--- TASKS TO PERFORM ---
**A)** Can you rewrite the paragraph on parenting a child with mental illness that begins "1. Identify Support People" as a short bulleted list that keeps its main facts?
**B)** Answer these questions from the text on parenting a child with mental illness:
(i) For how long has the writer worked with children?
(ii) What does the writer call one of the most important things a parent can do?
(iii) Who can the support people be?
**C)** What does the text on parenting a child with mental illness say? Summarize it in two sentences.

TEXT SECTION section start

As a mental health professional who has worked with children for over eight years, I have seen the toll that mental illness has on the whole family. Parents who are raising children who are struggling with their mental health are often tired, burnt out, and fearful. One of the most important things you can do as a parent is to stay healthy yourself. Taking care of your physical and emotional health will prepare you for the work of supporting your child through their recovery. Below are some of the things I have seen to be helpful to parents while helping a child with mental illness.
1. Identify Support People: Who are the people in your life that you can talk to, problem-solve with, and be honest with? Having at least one person you can talk to about what you and your family are experiencing can go a long way. Knowing you can be open and honest about your experience in a non-judgmental environment can reduce stress, isolation, and feelings of hopelessness. Some may be there to listen to you and encourage you, while others may be willing to give you a much-needed break by babysitting to provide you with space or coming to help you in a time of crisis. You will never know if you don’t ask. These people can be friends, parents, or siblings.

TEXT SECTION section end
RECORDS PROVIDED section start

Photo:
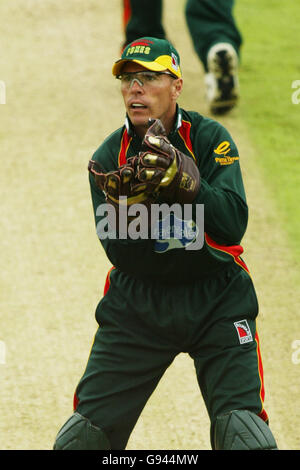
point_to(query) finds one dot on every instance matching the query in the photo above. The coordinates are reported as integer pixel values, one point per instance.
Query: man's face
(154, 99)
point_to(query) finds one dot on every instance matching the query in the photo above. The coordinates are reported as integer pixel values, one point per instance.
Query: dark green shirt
(221, 192)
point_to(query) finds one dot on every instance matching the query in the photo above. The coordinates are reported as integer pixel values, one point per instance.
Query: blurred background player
(215, 37)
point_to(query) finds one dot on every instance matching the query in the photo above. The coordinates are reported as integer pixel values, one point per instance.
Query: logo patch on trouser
(243, 331)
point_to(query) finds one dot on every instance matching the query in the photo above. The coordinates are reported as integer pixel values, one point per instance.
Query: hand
(122, 183)
(160, 161)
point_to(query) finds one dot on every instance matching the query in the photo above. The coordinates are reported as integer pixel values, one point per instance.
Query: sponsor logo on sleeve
(243, 331)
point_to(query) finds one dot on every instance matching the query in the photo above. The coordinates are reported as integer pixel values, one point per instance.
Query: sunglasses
(142, 77)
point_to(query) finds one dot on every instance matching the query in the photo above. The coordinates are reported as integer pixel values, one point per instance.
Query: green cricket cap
(152, 53)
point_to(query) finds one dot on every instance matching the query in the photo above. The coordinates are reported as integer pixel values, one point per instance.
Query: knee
(241, 430)
(78, 433)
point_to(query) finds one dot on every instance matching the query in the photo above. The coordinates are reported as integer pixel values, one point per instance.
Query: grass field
(61, 101)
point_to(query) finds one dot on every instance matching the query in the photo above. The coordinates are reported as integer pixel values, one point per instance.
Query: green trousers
(209, 22)
(143, 326)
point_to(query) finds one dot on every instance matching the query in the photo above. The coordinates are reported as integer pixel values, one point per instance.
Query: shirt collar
(178, 123)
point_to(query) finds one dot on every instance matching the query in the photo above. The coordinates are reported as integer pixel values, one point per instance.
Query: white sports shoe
(222, 86)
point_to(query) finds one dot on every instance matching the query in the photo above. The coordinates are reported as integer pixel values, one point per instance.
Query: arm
(222, 189)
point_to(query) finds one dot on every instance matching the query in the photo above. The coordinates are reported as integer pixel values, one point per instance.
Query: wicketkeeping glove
(159, 160)
(124, 182)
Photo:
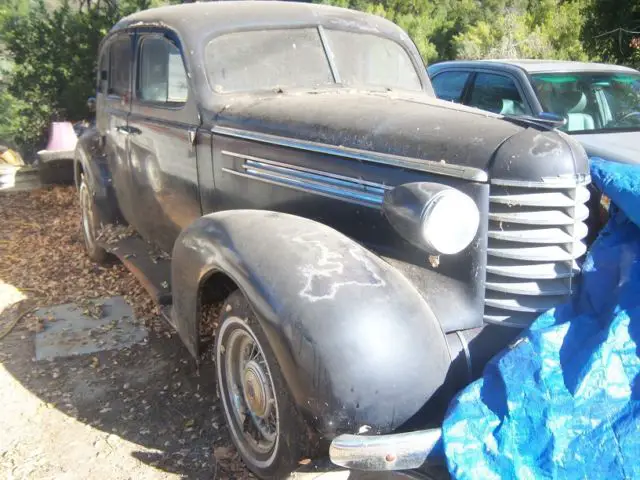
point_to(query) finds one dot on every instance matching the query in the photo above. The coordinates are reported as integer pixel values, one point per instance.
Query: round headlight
(432, 216)
(450, 221)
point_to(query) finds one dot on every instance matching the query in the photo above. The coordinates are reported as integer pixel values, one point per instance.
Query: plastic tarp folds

RECORDS PROVIDED section end

--- TASK-BY-TASK OUTPUTS ---
**A)**
- Find people you can talk to, problem-solve with, and be honest with.
- Having at least one such person to talk to about your family's experience helps a great deal.
- Being open in a non-judgmental setting can reduce stress, isolation, and hopelessness.
- Some may listen and encourage you. Others may give you a break by babysitting or help in a crisis.
- You will never know if you don't ask.
- Support people can be friends, parents, or siblings.

**B)**
(i) For over eight years.
(ii) Stay healthy yourself.
(iii) Friends, parents, or siblings.

**C)** A mental health professional who has worked with children for over eight years says that parents of children struggling with their mental health are often tired, burnt out, and fearful. One of the most important things such parents can do is stay healthy themselves, and the first suggestion is to find support people who can listen, give a break, or help in a crisis, which can reduce stress, isolation, and hopelessness.